**SOURCE RECORDS**
===
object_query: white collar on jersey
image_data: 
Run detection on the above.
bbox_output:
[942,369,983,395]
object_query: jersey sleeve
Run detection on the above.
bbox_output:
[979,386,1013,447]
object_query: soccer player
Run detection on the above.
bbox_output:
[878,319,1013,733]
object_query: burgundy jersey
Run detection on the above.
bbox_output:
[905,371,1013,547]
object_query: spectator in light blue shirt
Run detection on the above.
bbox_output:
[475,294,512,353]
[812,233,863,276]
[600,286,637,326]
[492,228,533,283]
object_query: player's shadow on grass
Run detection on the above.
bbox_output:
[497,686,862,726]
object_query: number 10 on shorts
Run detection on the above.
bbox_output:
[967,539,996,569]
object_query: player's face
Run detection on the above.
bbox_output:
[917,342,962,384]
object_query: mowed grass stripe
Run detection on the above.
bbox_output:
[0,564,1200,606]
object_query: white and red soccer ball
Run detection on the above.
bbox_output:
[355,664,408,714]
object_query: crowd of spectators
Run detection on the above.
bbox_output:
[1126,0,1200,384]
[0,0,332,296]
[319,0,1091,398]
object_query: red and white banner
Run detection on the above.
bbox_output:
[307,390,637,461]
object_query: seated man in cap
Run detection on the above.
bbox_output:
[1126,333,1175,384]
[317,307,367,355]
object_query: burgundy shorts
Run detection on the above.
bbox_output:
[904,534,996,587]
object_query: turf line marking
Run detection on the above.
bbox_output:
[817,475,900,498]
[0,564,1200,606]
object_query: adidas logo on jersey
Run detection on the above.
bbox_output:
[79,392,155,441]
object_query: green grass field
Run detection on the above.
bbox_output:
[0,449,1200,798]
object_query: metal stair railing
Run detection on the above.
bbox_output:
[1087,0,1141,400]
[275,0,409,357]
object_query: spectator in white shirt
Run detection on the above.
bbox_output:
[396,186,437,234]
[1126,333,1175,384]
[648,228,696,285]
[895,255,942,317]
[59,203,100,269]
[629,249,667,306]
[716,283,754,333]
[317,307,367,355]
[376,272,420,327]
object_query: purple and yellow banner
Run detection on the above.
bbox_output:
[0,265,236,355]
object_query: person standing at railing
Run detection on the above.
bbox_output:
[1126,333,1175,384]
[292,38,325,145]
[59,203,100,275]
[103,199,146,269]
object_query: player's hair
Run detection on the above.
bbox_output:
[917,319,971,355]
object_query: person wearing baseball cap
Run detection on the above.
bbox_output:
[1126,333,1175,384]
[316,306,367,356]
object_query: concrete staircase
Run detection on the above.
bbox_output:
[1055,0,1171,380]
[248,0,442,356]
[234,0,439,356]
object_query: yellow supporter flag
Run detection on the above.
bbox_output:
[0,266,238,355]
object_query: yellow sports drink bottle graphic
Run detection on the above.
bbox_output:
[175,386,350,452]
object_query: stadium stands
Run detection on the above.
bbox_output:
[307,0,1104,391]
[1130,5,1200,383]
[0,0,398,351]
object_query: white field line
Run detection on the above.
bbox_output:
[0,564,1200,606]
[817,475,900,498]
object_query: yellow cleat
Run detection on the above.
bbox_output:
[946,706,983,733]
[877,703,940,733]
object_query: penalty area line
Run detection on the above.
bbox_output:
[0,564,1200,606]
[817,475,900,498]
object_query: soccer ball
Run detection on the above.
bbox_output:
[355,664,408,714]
===
**GIVEN PROBLEM**
Update the part of the entries that opens with the line containing "object_query: player's shadow on grass" and closes with the line containing "[917,342,962,384]", replacing "shadow" with "silhouette" and leaving everything else unchanged. Return only those lines.

**THE COMPLETED TASK**
object_query: player's silhouette on grass
Run detection on the above.
bbox_output:
[497,686,862,726]
object_query: number 10 on shorts
Run detection on the above.
bbox_output:
[967,539,996,569]
object_query: player's face
Run detection on the above.
bbox_output:
[917,342,962,384]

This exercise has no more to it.